◆ WHAT THE TASK REQUIRES ◆
In the records below, the line containing "Indicate every instance of the black pickup" is the first to keep. Retype it and all later lines exactly, through the end.

◆ DATA SECTION ◆

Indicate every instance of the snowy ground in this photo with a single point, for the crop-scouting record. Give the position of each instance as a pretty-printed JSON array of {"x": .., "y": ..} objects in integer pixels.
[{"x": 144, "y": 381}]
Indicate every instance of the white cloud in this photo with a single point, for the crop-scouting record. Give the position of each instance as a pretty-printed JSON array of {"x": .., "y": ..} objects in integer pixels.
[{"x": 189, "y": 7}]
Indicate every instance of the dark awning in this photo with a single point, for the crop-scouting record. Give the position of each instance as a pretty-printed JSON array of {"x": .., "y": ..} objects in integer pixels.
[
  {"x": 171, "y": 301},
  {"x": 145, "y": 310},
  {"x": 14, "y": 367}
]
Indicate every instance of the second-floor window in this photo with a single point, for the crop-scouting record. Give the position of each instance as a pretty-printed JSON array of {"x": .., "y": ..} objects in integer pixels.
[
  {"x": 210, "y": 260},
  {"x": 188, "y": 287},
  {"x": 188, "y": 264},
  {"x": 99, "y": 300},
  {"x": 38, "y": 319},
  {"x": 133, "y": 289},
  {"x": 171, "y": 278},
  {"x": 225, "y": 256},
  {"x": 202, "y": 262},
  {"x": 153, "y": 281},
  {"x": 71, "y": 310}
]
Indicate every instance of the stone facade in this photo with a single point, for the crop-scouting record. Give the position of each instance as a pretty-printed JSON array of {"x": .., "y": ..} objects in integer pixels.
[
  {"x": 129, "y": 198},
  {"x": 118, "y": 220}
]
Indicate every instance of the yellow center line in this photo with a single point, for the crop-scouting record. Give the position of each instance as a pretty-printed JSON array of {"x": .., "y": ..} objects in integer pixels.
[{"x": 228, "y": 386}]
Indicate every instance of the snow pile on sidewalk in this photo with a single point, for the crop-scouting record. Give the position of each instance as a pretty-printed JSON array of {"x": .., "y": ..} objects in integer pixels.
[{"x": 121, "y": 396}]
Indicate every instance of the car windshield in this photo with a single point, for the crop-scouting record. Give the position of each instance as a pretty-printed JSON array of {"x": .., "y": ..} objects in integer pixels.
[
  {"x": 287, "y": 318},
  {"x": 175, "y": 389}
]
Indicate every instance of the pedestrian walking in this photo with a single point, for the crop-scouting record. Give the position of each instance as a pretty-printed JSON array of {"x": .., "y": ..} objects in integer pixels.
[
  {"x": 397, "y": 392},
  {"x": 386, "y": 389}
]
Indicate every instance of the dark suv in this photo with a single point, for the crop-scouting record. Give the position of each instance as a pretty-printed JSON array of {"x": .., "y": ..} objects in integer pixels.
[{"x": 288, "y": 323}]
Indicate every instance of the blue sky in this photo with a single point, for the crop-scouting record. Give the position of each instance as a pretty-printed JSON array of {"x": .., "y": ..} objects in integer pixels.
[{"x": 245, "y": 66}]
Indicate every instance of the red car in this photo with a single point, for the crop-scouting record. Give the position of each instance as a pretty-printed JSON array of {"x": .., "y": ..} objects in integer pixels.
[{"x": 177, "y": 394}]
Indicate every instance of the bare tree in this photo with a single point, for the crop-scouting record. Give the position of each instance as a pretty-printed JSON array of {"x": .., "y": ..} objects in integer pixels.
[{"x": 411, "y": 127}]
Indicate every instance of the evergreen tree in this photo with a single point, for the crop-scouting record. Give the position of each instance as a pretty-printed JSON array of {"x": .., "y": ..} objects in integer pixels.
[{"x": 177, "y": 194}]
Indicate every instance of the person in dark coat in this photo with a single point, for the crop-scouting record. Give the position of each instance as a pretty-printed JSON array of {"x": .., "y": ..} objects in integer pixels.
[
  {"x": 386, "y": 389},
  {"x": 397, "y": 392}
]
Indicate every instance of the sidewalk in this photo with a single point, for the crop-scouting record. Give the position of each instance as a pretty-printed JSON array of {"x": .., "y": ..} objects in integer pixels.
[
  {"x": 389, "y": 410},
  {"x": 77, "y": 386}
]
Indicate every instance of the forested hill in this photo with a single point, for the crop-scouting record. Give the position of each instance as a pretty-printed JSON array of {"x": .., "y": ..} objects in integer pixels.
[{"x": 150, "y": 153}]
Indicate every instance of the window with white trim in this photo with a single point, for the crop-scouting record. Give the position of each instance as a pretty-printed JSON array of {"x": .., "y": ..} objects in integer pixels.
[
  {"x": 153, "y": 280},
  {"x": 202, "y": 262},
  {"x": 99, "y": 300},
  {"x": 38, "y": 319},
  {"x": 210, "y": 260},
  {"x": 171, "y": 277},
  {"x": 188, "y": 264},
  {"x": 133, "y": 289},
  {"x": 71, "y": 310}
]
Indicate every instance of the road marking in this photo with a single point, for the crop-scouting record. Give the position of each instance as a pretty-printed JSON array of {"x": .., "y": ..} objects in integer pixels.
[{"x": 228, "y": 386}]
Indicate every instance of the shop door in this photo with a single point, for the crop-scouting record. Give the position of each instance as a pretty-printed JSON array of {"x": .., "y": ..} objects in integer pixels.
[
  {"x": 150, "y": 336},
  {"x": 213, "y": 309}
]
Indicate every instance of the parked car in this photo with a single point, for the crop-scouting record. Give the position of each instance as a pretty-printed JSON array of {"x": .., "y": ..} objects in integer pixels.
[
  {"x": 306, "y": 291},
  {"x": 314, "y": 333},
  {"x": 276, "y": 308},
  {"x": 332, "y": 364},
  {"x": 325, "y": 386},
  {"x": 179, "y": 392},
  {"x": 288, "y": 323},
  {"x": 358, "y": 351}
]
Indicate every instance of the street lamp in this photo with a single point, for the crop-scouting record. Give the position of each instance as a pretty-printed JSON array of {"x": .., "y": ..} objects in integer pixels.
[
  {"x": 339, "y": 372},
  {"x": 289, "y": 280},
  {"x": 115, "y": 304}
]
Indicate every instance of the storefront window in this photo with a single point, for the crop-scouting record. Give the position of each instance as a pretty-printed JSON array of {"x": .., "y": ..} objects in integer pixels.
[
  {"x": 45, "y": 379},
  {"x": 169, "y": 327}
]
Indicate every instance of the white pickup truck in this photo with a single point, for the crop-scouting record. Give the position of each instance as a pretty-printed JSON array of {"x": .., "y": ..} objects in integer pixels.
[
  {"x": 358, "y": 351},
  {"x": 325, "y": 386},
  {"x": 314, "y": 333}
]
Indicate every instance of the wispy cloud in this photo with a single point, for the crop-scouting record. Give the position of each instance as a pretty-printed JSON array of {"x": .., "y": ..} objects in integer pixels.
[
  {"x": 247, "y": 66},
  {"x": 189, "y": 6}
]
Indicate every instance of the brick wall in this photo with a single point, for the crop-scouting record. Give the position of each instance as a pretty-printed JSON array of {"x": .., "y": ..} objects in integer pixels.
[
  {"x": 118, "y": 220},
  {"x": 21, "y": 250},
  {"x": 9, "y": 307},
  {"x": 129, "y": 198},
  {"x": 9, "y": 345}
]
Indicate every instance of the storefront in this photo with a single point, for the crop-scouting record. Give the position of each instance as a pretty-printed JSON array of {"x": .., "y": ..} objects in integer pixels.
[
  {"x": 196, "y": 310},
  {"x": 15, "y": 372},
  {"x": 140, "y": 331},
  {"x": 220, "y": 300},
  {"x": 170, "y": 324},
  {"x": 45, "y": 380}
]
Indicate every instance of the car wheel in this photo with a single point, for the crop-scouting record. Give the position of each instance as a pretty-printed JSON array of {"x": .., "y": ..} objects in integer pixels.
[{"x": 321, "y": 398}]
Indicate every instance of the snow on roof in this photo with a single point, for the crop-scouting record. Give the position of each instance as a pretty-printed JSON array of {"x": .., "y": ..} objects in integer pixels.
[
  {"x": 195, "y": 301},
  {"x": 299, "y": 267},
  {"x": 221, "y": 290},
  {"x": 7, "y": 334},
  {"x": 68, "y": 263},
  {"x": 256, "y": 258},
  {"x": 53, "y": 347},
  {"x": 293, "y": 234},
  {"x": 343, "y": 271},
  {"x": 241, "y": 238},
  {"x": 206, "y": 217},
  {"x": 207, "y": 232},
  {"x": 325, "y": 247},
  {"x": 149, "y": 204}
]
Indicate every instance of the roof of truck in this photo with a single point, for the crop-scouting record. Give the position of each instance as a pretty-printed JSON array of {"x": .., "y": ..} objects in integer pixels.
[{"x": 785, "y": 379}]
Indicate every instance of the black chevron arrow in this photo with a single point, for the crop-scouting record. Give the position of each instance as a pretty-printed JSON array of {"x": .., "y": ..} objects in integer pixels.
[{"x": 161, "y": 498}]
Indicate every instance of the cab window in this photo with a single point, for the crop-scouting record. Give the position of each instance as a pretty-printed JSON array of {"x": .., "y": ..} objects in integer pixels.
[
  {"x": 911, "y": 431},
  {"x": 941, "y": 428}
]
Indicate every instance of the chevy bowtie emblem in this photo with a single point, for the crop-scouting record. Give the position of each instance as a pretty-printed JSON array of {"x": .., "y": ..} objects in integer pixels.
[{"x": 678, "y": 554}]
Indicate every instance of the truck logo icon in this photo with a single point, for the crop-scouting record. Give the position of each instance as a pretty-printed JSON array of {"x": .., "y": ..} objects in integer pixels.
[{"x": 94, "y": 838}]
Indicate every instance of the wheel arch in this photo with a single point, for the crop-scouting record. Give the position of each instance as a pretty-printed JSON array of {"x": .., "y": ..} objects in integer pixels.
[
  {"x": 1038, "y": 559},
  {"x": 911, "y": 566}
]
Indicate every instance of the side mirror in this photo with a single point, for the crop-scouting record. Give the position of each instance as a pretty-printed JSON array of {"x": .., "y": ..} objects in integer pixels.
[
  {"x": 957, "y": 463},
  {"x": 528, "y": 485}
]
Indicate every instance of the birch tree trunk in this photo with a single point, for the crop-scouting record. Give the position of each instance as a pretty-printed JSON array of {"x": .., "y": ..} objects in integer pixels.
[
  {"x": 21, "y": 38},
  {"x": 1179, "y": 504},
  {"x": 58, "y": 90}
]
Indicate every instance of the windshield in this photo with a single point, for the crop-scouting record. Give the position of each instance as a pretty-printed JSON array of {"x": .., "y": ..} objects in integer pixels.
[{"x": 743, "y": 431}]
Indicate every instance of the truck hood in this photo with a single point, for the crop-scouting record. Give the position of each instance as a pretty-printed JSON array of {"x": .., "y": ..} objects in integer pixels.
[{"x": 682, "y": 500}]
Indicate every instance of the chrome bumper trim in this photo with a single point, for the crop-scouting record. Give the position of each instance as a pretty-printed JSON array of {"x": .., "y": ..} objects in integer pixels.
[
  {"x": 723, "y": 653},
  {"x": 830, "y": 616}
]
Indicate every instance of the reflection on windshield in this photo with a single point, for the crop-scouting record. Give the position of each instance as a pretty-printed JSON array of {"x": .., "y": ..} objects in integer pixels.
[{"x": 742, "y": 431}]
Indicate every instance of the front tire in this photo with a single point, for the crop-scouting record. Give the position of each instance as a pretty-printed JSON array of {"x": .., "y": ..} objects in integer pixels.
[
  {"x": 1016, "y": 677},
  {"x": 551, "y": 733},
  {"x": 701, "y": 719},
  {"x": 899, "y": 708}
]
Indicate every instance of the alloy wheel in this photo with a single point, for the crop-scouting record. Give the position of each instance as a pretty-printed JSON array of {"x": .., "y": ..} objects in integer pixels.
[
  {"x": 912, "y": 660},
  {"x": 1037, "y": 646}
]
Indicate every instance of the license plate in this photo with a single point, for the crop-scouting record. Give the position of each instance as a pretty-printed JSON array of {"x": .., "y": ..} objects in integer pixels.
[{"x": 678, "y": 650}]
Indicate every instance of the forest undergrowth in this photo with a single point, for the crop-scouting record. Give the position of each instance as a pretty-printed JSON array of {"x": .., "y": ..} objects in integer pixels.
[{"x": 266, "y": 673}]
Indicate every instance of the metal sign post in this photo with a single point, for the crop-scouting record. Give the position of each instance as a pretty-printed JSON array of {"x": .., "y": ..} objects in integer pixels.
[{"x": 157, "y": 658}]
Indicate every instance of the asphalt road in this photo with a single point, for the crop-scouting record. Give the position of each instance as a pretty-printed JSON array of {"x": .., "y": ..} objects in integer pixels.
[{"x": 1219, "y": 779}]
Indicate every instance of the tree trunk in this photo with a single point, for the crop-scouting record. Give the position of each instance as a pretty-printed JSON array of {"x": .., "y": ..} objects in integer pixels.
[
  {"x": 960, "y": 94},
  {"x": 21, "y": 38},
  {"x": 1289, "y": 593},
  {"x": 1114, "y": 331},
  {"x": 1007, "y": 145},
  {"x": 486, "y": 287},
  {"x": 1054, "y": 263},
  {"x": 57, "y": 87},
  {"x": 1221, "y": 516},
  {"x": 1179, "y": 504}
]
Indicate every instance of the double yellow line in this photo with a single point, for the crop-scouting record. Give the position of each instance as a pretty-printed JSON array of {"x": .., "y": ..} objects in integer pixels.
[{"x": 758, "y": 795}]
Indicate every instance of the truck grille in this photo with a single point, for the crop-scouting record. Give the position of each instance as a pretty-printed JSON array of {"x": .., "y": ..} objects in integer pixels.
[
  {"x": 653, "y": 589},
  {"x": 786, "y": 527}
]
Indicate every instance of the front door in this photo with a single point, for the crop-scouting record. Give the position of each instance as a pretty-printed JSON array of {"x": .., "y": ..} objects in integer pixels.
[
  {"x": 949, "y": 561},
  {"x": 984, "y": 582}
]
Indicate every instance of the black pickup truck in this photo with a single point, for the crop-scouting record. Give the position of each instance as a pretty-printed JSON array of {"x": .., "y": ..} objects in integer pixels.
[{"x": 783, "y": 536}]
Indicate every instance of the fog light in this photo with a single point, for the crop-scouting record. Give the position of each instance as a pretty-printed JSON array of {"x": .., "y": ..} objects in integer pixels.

◆ TASK SOLUTION ◆
Indicate every instance of the black pickup truck in this photo with a single point, for the crop-scouting record. Give the position of each instance as a pretty-printed JSON array of {"x": .., "y": ..} objects in integer pixels.
[{"x": 783, "y": 536}]
Indicate every instance of the fog light in this photo with a single point, for the crop-scouting record. Give the position of each instance as a pretty-printed JSON array of {"x": .., "y": ..} objects in integer pixels.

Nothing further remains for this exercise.